* _Excerpted text_
====================

Advaced GitLab Pipelines
Written by Dominik Pantůček on 2025-10-23
CIracketscribblejavascriptSometimes you need to build multiple interdependent artifacts in your CI/CD pipelines. And sometimes you can setup your workflow in a non-blocking way for many of these. Read on to see what we are using in our GitLab instance.
In one of our latest projects we have found ourselves in the need of building multiple components. The project uses React.JS frontend and Racket-driven backend. For both of these platforms there are documentation and testing tools we wanted to integrate into our CI/CD pipeline to ensure smooth development in the long run.
We also wanted to ensure that the pipeline running times do not stretch too much as that could slow down our development pace. Luckily enough, there are some jobs which depend on other jobs results and there are some jobs which do not depend on any.

====================

* _Extracted records_
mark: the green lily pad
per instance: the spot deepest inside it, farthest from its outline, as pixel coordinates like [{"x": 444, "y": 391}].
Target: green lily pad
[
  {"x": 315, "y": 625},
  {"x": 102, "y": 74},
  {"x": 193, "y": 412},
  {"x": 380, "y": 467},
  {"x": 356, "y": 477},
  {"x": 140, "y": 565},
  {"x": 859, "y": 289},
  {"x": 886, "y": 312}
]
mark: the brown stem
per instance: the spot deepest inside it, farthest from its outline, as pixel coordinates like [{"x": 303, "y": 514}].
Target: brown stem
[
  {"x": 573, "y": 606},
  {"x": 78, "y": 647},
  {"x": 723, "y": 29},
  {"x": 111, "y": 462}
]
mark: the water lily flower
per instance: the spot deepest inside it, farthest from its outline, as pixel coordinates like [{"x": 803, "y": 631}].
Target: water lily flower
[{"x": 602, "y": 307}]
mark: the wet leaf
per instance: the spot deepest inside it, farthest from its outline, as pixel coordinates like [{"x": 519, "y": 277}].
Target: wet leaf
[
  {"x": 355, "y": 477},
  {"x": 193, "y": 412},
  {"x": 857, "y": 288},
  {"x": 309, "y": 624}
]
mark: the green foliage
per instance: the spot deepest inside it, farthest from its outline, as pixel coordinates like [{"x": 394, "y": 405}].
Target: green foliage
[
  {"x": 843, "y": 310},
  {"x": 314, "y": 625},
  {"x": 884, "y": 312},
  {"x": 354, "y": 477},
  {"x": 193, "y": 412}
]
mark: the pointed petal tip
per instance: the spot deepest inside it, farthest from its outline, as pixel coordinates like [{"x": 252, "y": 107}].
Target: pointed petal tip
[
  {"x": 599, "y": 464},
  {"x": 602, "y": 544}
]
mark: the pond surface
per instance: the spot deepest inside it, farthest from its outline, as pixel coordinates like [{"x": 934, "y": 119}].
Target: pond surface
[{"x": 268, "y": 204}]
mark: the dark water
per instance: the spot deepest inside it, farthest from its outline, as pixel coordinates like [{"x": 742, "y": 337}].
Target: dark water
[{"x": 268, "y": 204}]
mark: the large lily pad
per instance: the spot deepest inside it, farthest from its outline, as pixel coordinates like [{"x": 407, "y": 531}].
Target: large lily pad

====================

* _Exercises to complete_
**A.** Transcribe a passage from the GitLab pipelines post, beginning at the words "In one of our" and ending after the words "depend on any.".
**B.** Answer these questions using the GitLab pipelines post:
(i) What is the project's frontend built with?
(ii) What drives the project's backend?
(iii) What could happen if pipeline running times stretched too much?
**C.** Resume the GitLab pipelines post after its final sentence.
The records are separate material and have no connection to the GitLab pipelines post.

* _Answers to the exercise_
**A.**
In one of our latest projects we have found ourselves in the need of building multiple components. The project uses React.JS frontend and Racket-driven backend. For both of these platforms there are documentation and testing tools we wanted to integrate into our CI/CD pipeline to ensure smooth development in the long run.
We also wanted to ensure that the pipeline running times do not stretch too much as that could slow down our development pace. Luckily enough, there are some jobs which depend on other jobs results and there are some jobs which do not depend on any.

**B.**
(i) React.JS
(ii) Racket
(iii) It could slow down the team's development pace.

**C.**
As we integrate the frontend into the backend, the frontend has to be built first. Only after the frontend has been built, it is possible to build the backend binary. How do we do it? With GitLab CI/CD pipelines it is rather straightforward:
frontend-build:
stage: frontend
needs: []
script:
- cd frontend
- npm install
- CI=false npm run build
artifacts:
paths:
- frontend/dist
- frontend/node_modules
backend-build:
stage: backend
needs:
- job: frontend-build
script:
- raco make app.rkt
- raco exe --orig-exe app.rkt
artifacts:
paths:
- airise-app
- '**/compiled/*'
In our case, job artifacts are not only the ultimate result - actually most of the
time they are not at all - but they serve as intermediate data to be processed in the
following steps down the pipeline. In the above specification, the frontend creates
some files and directories we store and then reuse in the backend build job. Then - and
this is interesting - the backend build job not only stores the resulting binary but
stores all files under compiled/
directories for later use as well.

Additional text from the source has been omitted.